- [WHAT TO WORK ON]
Answer these questions using the letter to the editor below:
(a) On what date did the writer submit his scientific misconduct allegation?
(b) Which two dams does the writer say the dam removal proposal excludes?
(c) In what year was the PacifiCorp study on water quality conducted?

┌─ READING TEXT

Dr. Paul Houser: Curtis Knight attempted to obscure the facts

By Dr. Paul R. Houser, Associate Professor, George Mason University

Siskiyou Daily News

Letter to the Editor

May 31, 2012

Washington — For critical decisions such as dam removal, it is important to seek truth. Here I respond to Mr. Curtis Knight’s May 23 attempt to obscure the facts.

1) Mr. Knight claims that my allegation has evolved. My Feb. 24 scientific misconduct allegation is in writing and has not been modified, and my interviews have closely followed the written allegation. I have provided opinions when asked, but these do not represent changes in the allegation.

2) Mr. Knight claims that my suggestion of a less-extreme option of removing 1-2 dams was bizarre. This suggestion was made in the context of advocating exploration of a wide range of options to meet the objectives. Also note that the dam removal proposal is also only a partial solution, as it excludes the removal of the Keno and Link River dams.

3) Mr. Knight alleges that I am biased because I was paid by dam removal opponents. I have not been paid for my allegation or public speaking, and I do not hold financial interests in the Klamath Basin. Since the story went public, my philosophy has been to accept all interview and speaking requests.

4) Mr. Knight claims that I am not a fisheries biologist. This is correct, but I have earned a PhD in hydrology and water resources, and have a 25-year scientific career, with many awards and over 100 referred publications. I do have extensive experience in water research, observation, modeling, management and fisheries.

5) Mr. Knight claims that I am offering a “politically-driven opinion in place of science-driven decision making.” I have stated that I do not favor or oppose dam removal, and that my motivation is to be a champion for scientific integrity. Politics has no place in scientific integrity.

7) Mr. Knight states that the dams offer no irrigation function, degrade water quality and offer no flood control functions. A recent hydrograph analysis shows that the dams help to regulate downstream flows and are actively used to help improve flows and temperature regimes for downstream fisheries. A 2006 PacifiCorp study shows that the dams help to improve water quality by increasing residence time and settling. By working with irrigators and fishery managers, the dams could be used even more effectively to enhance water quality, fisheries and agriculture. Unfortunately, these facts, as well as creative solutions, are not being actively considered.

└─
┌─ EXCERPTED RECORDS

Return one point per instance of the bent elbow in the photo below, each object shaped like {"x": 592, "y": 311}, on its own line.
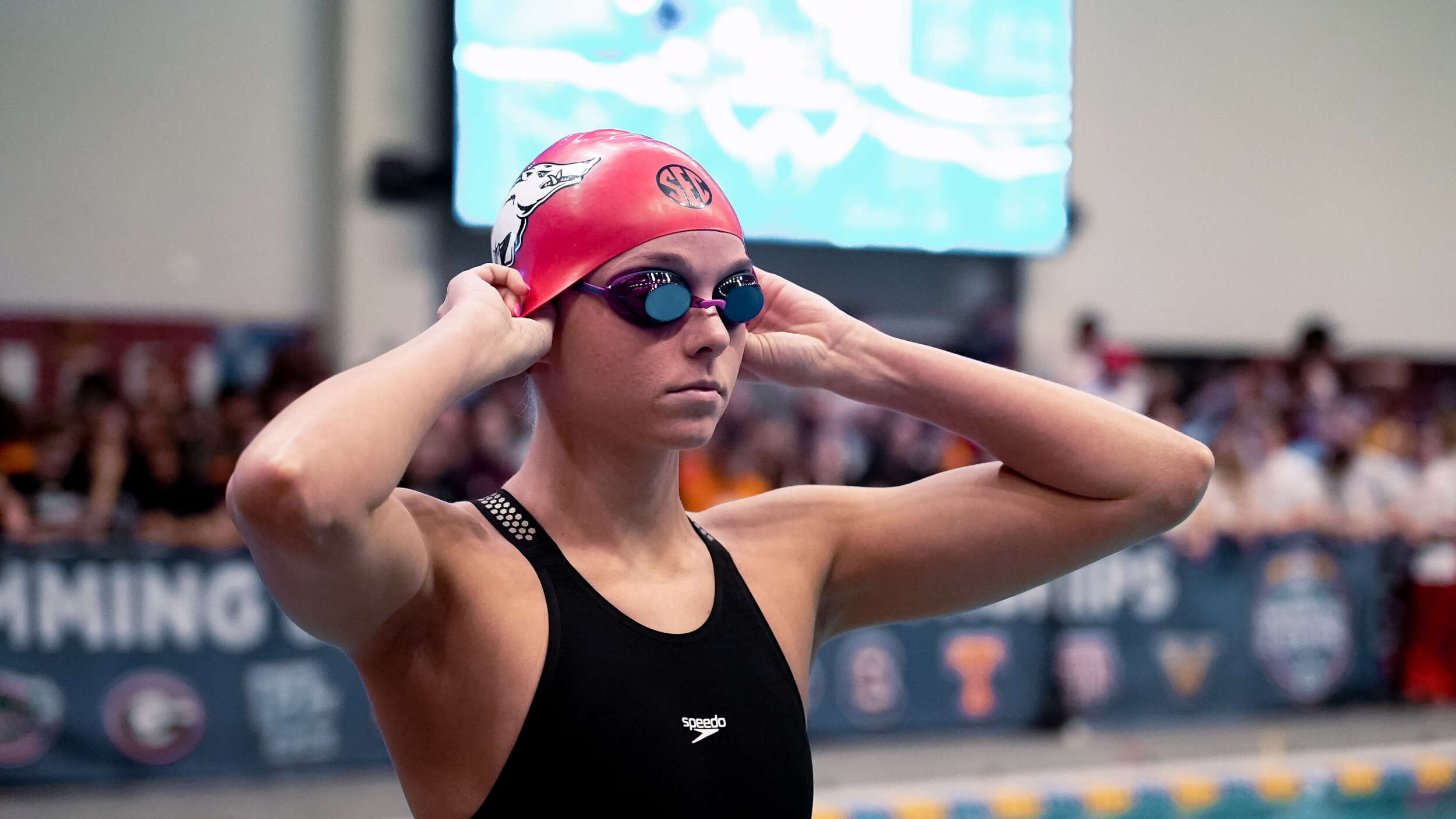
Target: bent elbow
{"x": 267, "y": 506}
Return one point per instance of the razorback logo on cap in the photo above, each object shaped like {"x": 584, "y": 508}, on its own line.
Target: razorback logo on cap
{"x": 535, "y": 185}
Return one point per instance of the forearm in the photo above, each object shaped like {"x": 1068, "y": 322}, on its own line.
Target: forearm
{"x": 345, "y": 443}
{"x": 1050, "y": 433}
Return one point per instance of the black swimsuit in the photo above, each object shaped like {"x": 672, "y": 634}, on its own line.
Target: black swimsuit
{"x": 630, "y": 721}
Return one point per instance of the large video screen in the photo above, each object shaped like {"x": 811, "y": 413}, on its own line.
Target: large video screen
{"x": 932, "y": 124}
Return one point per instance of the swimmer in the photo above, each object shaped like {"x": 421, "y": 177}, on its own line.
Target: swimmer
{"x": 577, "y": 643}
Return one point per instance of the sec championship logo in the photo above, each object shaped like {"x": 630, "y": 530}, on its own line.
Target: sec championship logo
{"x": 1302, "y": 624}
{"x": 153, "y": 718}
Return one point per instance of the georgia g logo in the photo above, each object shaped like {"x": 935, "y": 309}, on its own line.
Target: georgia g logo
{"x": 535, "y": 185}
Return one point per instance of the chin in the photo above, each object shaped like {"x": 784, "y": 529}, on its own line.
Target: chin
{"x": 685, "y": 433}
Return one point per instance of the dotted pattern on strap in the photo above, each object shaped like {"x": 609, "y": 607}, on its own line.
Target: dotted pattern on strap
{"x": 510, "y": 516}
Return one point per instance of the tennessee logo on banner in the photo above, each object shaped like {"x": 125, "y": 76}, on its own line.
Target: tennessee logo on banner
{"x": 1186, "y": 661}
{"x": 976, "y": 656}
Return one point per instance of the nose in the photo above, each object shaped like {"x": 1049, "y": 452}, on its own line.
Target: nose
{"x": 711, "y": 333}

└─

- [ANSWER BELOW]
(a) Feb. 24
(b) The Keno and Link River dams
(c) 2006